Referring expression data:
^^^^^^^^

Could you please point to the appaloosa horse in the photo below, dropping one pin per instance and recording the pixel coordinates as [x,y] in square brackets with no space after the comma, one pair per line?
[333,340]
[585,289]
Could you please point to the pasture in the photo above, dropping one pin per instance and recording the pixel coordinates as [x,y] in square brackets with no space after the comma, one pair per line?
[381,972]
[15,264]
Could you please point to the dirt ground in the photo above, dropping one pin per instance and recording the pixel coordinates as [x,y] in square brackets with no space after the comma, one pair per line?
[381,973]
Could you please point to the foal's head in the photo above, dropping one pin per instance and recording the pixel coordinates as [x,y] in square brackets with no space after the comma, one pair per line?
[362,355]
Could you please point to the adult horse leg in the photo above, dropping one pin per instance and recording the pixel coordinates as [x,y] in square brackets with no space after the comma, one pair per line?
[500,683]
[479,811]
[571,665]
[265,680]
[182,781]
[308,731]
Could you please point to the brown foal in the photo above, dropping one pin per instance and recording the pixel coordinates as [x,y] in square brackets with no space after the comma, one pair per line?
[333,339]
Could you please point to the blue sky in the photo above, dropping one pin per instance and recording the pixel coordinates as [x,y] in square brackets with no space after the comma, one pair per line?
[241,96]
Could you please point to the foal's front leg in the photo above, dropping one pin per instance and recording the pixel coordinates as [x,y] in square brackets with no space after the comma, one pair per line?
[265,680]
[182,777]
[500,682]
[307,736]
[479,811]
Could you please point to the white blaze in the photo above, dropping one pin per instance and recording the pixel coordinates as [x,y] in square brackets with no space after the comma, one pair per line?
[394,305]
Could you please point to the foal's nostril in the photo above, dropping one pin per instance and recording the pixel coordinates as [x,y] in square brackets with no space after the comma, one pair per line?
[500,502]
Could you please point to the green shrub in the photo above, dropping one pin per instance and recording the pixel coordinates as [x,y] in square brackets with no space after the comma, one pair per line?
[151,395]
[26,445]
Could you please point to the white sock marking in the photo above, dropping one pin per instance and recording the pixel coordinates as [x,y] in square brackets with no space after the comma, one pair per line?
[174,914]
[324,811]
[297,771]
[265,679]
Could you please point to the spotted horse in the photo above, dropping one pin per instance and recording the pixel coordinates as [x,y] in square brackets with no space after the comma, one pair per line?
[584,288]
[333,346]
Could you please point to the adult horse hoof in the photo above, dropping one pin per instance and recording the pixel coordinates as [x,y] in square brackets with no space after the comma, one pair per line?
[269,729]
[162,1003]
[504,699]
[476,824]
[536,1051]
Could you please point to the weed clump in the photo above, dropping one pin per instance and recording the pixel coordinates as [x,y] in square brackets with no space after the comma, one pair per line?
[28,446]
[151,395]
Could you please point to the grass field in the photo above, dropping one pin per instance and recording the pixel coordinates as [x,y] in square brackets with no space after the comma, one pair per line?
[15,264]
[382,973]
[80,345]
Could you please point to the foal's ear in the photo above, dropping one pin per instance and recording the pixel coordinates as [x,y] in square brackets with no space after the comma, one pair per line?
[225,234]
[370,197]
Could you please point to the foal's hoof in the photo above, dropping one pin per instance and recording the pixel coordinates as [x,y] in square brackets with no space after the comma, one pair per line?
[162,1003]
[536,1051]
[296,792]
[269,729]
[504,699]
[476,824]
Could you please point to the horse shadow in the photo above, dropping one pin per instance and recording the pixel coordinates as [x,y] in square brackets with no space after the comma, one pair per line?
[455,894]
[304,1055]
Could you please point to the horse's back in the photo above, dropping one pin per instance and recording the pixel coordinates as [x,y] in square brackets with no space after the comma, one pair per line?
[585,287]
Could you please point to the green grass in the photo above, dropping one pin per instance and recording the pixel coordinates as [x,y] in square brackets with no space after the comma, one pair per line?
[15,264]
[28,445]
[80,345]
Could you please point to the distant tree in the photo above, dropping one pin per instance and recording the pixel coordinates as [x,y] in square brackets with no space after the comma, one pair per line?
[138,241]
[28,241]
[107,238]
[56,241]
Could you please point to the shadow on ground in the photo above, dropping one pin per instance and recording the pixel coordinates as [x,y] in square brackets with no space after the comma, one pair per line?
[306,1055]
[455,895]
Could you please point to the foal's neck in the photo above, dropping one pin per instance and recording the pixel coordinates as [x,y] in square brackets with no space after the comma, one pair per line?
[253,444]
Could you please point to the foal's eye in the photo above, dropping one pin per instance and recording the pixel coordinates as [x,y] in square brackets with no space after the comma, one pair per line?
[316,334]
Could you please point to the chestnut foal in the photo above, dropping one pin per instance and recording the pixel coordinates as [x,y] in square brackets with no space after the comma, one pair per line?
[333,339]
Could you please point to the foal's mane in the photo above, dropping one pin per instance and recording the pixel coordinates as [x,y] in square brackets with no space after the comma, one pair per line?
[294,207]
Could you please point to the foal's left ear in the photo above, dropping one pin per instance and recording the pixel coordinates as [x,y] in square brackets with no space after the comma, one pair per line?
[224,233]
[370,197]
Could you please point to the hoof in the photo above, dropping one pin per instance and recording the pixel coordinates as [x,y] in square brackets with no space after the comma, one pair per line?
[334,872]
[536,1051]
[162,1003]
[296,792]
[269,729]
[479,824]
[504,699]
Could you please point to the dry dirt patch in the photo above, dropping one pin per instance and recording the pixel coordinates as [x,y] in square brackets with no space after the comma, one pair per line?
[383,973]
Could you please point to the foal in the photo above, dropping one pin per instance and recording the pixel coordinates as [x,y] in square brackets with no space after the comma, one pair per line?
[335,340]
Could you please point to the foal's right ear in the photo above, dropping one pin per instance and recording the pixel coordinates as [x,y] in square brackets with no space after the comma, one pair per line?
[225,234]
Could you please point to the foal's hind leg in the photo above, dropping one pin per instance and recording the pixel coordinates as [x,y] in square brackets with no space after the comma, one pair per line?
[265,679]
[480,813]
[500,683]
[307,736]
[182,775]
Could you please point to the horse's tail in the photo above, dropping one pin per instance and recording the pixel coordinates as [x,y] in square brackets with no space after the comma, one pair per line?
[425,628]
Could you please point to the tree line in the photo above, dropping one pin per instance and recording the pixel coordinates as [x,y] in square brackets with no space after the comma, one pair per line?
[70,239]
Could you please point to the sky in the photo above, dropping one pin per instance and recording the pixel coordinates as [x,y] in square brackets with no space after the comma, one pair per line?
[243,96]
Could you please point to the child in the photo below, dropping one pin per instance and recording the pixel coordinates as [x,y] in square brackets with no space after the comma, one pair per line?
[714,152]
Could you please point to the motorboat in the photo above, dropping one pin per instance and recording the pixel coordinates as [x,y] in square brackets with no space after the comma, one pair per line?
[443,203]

^^^^^^^^

Task item:
Every line above should be written out again, unchanged.

Result:
Could you please point to the appaloosa horse in the photo below, dropping one pin per instance and recording the pixel coordinates as [x,y] in square brackets with no space after the comma, one pair per line?
[333,340]
[585,289]
Could you please point to the pasture in the photo above, dropping one pin per instance and recording the pixel coordinates as [x,y] in square brackets with no space after the comma, one pair per line?
[381,972]
[15,264]
Could you please point to the dirt ground in the photo above, dropping one pin per instance and recording the pixel coordinates as [x,y] in square brackets with no space after the comma, one pair per line?
[381,973]
Could you please point to the foal's head in the photo above, dropping one pin per instance and recording the pixel coordinates as [x,y] in square brackets with no space after the comma, one pair per line?
[362,355]
Could you please point to the adult horse leg in the photo above, dropping one pin per instance and recording the pixel coordinates as [x,y] in square brackets with no space after the comma, one pair per line?
[500,683]
[479,811]
[571,665]
[265,680]
[182,781]
[308,731]
Could you please point to the brown foal in the photo above, dropping one pin per instance and recording the pixel coordinates as [x,y] in square brackets with no space after the comma, one pair per line?
[333,339]
Could you please point to the blue sky in the photo above, dropping one pin per instance and recording the pixel coordinates as [x,y] in square brackets with no space after the comma, one pair per line?
[241,96]
Could you please point to the foal's front leg in the photo above, dropping one pin per instance and recording the pixel coordinates as [x,y] in square brackets with no space after the comma, one pair per line?
[265,680]
[182,777]
[500,682]
[307,736]
[479,811]
Could you please point to the white blaze in the photo above, dropping one pin per instance and recording the pixel coordinates as [x,y] in square brackets with no space after the comma, one pair per line?
[394,305]
Could you please point to the foal's nostril in the photo above, dropping one pin per instance and recording the pixel coordinates as [x,y] in square brackets with no space after the comma, one pair per line?
[500,502]
Could you please point to the green shrub in the photo above, dropping one pin per instance and recording the pixel coordinates as [x,y] in square brackets with no space after the comma, one pair per line?
[151,395]
[26,445]
Could you please point to the white sock marking in the photo above, dropping one pin per instance and recording the pixel coordinates as [x,y] in square brackets with no space after the comma, one pair per line?
[174,914]
[324,811]
[297,771]
[265,679]
Could you please point to the spotted horse in the photo above, dropping one pin per instance and recording the pixel coordinates as [x,y] in square brackets with no space after the comma, one pair per line?
[584,288]
[333,346]
Could you please point to the adult horse hoof in the photo above, dropping one pin per instance and recording the pixel coordinates as [x,y] in square brackets with no space after the comma, one pair per line?
[269,729]
[162,1003]
[504,699]
[476,824]
[536,1051]
Could you please point to the weed clump in the photo above, dropping one pin per instance and recording the pixel coordinates as [x,y] in square brackets with no space after the comma, one pair per line?
[28,446]
[151,395]
Could you please point to the grass field in the photo above, dropping one pin per instance and recording the pixel coordinates as [x,y] in square brackets with no space after the comma, one pair per line?
[15,264]
[382,973]
[80,345]
Could you please point to the foal's ear in the photo above, dropping one pin per instance and recording the pixel coordinates as [x,y] in square brackets with no space after the comma, one pair per line?
[225,234]
[370,197]
Could you please point to the foal's hoof in the photo above, dropping one pin per instance and recording the pixel coordinates as [x,y] in square brackets with no space after the comma, one pair per line?
[162,1003]
[536,1051]
[296,792]
[269,729]
[504,699]
[476,824]
Could you please point to the horse shadow in the photo above, dropping one pin per instance and recording the pixel coordinates as [x,y] in square brackets with no space after the comma, one pair per line?
[455,894]
[304,1055]
Could you please point to the horse's back in the photo above, dropping one pin per instance and recording the pixel coordinates as [x,y] in square brackets with no space after the comma, one pair per line?
[585,287]
Could you please point to the green grass in the photo above, dropping one pin per instance and recording the pixel coordinates as [x,y] in square brackets with no space after the comma, one pair per line?
[15,264]
[28,445]
[80,345]
Could you please point to the distant tree in the photo above, dropping one pin per instance and recording the pixel coordinates as [x,y] in square brackets with no space after the comma, one pair per line?
[138,241]
[28,241]
[107,238]
[56,241]
Could you please point to the shadow on ground in the photo above, dropping one pin per instance and recording the pixel coordinates as [x,y] in square brackets with no space after the comma, one pair per line?
[306,1055]
[455,895]
Could you please point to the foal's neck in the photo above, dropping one pin per instance and recording the pixel coordinates as [x,y] in square brackets with no space after the comma, one pair per line?
[253,444]
Could you please point to the foal's eye in the photo above, dropping one pin per instance and recording the pixel coordinates as [x,y] in square brackets with no space after the comma, one pair per line?
[316,334]
Could you please point to the chestnut foal in the photo above, dropping one pin per instance and recording the pixel coordinates as [x,y] in square brackets with no space after the comma, one pair per line?
[333,339]
Could you please point to the foal's mane in the photo above, dropping one pin per instance and recording the pixel coordinates as [x,y] in square brackets with no space after the comma, one pair per line?
[294,207]
Could you please point to the foal's left ear in the photo above, dropping one pin per instance and recording the pixel coordinates as [x,y] in square brackets with no space after the comma, one pair per line?
[224,233]
[370,197]
Could you please point to the hoof in the photo above, dropping one pin per instance and recording the pixel coordinates as [x,y] in square brackets with no space after the comma, one pair per line?
[334,872]
[536,1051]
[162,1003]
[296,792]
[269,729]
[479,824]
[504,699]
Could you please point to the dry dirt patch in the photo above, dropping one pin per instance and recording the pixel coordinates as [x,y] in square brackets with no space after the comma, one pair per line?
[383,973]
Could you please point to the foal in the photo above, dropping one pin per instance and recording the pixel coordinates as [x,y] in square brackets with no space after the comma, one pair per line?
[335,340]
Could you please point to the foal's right ear in the photo above, dropping one pin per instance and recording the pixel coordinates as [x,y] in square brackets with no space after the comma, one pair per line?
[225,234]
Could you please point to the foal's hind leg in the photo above, dropping one pin per instance and recording the pixel coordinates as [x,y] in square brackets with no space after the comma, one pair per line?
[265,679]
[480,813]
[500,683]
[307,736]
[182,775]
Could you please point to the horse's tail in the photo above, dropping one pin per instance and recording the pixel coordinates as [x,y] in square brackets with no space after the comma, one pair per line?
[425,628]
Could you please point to the tree line in the photo above, dropping one pin per instance and recording the pixel coordinates as [x,y] in square brackets with no space after the comma, one pair per line?
[70,239]
Could you please point to the sky in the photo above, dropping one pin per instance and recording the pixel coordinates as [x,y] in square brackets with no space after the comma, one pair per line?
[243,96]
Could you please point to the child in the photo below, dropping one pin per instance and recording the pixel coordinates as [x,y] in square brackets with no space after the comma, one pair per line?
[714,152]
Could you please point to the motorboat in the photo above, dropping one pin per instance and recording the pixel coordinates as [x,y] in square brackets with no space after the comma, one pair per line?
[443,203]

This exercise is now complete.